- **GIVEN PASSAGE**
++++++

Without a congressional repeal, businesses, local governments, churches and charities would have been compelled to issue IRS 1099 tax forms to individuals, corporations or contract workers from which they purchased more than $600 in goods or services in a tax year, Cochran said. This year, Cochran co-sponsored similar Senate legislation and amendments offered by Sen. Mike Johanns (R-Neb.) to repeal the 1099 provision from the healthcare reform law.
The Senate this week also could consider an amendment co-sponsored by Cochran to stop implementation of the healthcare reform law at federal and state levels until there is a final judicial resolution of lawsuits challenging its constitutionality. The amendment is currently pending as part of the Senate debate on the Small Business Innovation and Research/Small Business Technology Transfer Program Reauthorization Bill (S.493). The State of Mississippi is party to one of the major suits against the healthcare reform law.

++++++

- **DATASET EXCERPTS**

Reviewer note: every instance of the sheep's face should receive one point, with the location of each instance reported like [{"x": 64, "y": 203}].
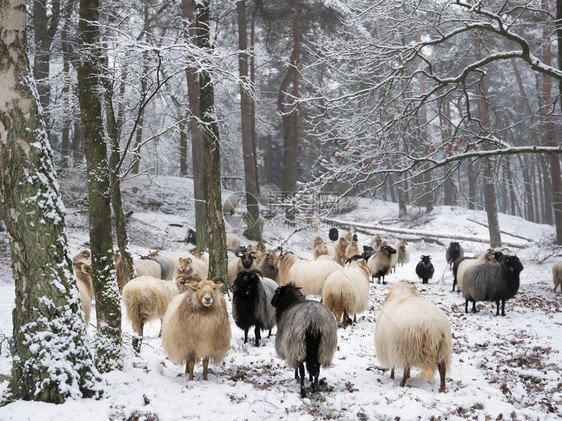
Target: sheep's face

++++++

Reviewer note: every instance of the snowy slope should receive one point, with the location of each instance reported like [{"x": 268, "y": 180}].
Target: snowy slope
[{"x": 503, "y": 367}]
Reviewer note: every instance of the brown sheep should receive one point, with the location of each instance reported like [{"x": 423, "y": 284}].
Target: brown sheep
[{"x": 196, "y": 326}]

++++++

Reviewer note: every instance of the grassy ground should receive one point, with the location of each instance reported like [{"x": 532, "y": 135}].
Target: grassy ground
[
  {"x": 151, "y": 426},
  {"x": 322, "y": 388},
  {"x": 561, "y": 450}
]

++++++

- **TASKS AND EXERCISES**
1 – Repeat the part of the 1099 repeal passage between "Without a congressional" and "from the healthcare reform law.", inclusive.
2 – Continue the 1099 repeal passage from its last sentence.
The entries have no connection to the passage on the 1099 repeal.

- **ANSWERS FOR THE EXERCISE**
1 –
Without a congressional repeal, businesses, local governments, churches and charities would have been compelled to issue IRS 1099 tax forms to individuals, corporations or contract workers from which they purchased more than $600 in goods or services in a tax year, Cochran said. This year, Cochran co-sponsored similar Senate legislation and amendments offered by Sen. Mike Johanns (R-Neb.) to repeal the 1099 provision from the healthcare reform law.

2 –
Since the start of the 112th Congress in January, Cochran has co-sponsored a number of measures related to the Affordable Care Act. He co-sponsored the Repeal the Job-Killing Health Care Law Act (S.192) to completely overturn the Affordable Care Act and the healthcare-related sections of the subsequent Health Care and Education Reconciliation Act (PL.111-152). He also signed onto three other measures (S.18, S.19 and S.20) to repeal certain provisions of the law, including employer and individual mandates regarding health insurance coverage.